Every entry that follows needs to be repeated exactly.

**** Entries

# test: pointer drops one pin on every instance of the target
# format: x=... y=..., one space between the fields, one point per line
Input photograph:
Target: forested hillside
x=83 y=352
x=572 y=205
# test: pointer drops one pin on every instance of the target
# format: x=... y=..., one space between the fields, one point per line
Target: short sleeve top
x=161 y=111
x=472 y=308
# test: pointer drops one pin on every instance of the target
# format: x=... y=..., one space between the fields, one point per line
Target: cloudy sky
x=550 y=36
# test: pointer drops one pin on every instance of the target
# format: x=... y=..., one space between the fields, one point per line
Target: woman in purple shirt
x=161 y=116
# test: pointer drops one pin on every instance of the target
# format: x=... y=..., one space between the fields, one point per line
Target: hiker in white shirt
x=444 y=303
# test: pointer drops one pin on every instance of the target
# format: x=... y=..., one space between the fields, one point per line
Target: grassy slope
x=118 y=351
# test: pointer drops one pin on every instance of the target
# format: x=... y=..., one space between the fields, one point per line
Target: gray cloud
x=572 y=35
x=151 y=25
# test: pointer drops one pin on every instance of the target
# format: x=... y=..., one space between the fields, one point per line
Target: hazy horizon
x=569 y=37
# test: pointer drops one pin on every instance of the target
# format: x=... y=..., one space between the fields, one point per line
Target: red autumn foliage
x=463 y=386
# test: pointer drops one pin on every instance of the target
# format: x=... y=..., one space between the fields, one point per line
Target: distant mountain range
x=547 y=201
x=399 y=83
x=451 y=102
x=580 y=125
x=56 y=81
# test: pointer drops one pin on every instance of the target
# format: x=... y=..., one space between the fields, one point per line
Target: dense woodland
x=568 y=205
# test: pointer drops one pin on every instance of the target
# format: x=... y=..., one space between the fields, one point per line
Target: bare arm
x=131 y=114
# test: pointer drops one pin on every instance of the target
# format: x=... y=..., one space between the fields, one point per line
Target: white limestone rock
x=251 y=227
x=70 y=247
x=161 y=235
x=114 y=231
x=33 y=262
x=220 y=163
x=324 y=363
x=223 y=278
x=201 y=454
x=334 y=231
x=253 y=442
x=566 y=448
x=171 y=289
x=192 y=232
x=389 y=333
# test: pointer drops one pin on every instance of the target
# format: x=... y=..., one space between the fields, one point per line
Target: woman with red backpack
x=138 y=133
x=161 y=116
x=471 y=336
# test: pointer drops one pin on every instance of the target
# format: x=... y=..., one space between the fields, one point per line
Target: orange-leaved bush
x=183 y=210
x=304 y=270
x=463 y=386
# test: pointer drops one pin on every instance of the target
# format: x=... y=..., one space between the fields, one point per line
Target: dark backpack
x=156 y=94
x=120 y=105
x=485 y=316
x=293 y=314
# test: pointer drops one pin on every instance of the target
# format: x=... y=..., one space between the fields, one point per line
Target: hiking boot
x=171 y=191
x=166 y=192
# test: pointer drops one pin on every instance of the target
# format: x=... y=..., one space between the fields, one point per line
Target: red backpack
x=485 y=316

********

__Response to this task__.
# test: pointer drops one pin on every instance of the target
# format: x=... y=..., one space between the fields, one point per line
Input photograph:
Target: forested hillside
x=83 y=352
x=572 y=205
# test: pointer drops one pin on every instance of the target
# format: x=... y=..., one space between the fields, one point per line
Target: short sleeve top
x=161 y=111
x=472 y=308
# test: pointer drops one pin on every instance of the target
# format: x=... y=..., one space between the fields, one point per line
Target: cloudy sky
x=550 y=36
# test: pointer drops one pin on every instance of the target
# format: x=... y=..., one space between the fields, one point per line
Target: woman in purple shirt
x=161 y=116
# test: pointer drops one pin on every instance of the target
# format: x=... y=..., one space between the fields, one point per line
Target: hiker in white shirt
x=444 y=303
# test: pointer drops one pin on every instance of the target
# format: x=... y=..., one space between the fields, one point per line
Target: grassy slope
x=118 y=351
# test: pointer drops one pin on every instance of the target
# format: x=... y=..., one space between the fields, one point per line
Target: gray cloud
x=572 y=35
x=151 y=25
# test: pointer drops one pin on every instance of the target
# format: x=... y=..., one space between the fields, one point per line
Target: hazy horizon
x=569 y=37
# test: pointer drops one pin on every instance of the target
# format: x=... y=..., one space between the fields, one point per line
Target: red autumn foliage
x=463 y=386
# test: pointer drops one pin on every instance of the target
# format: x=... y=..., one space between the fields, one point per line
Target: distant mountain range
x=547 y=201
x=399 y=83
x=451 y=102
x=580 y=125
x=56 y=81
# test: pointer drops one pin on every instance of the target
# format: x=... y=..., one space between the fields, one point per line
Target: dense woodland
x=568 y=205
# test: pointer drops one pin on every instance of the target
# format: x=... y=..., one space between the fields, one point per line
Target: bare arm
x=131 y=114
# test: pointer drops one pin on every instance of the target
# format: x=... y=..., one space between the fields, one point per line
Target: white limestone rock
x=251 y=227
x=70 y=247
x=161 y=235
x=114 y=231
x=33 y=262
x=220 y=163
x=324 y=363
x=223 y=278
x=201 y=454
x=334 y=231
x=253 y=442
x=566 y=448
x=171 y=289
x=192 y=232
x=389 y=333
# test: pointer drops one pin on every instance of the target
# format: x=... y=..., one space between the fields, one point per line
Target: woman with red backpack
x=138 y=133
x=161 y=116
x=471 y=336
# test: pointer drops one pin on every instance of the target
# format: x=... y=..., one space between the fields, one point per line
Target: orange-leaved bush
x=183 y=210
x=304 y=270
x=463 y=386
# test: pointer drops one pin on every instance of the target
# format: x=... y=..., one space between the fields, one point per line
Target: dark backpack
x=156 y=94
x=120 y=105
x=485 y=316
x=293 y=314
# test: pointer drops one pin on every instance of the target
# format: x=... y=..., one space between the fields, one point per line
Target: hiking boot
x=171 y=191
x=166 y=192
# test: pointer drops one pin on every instance of the target
# format: x=... y=..., one space between the fields, one point per line
Target: red backpack
x=485 y=316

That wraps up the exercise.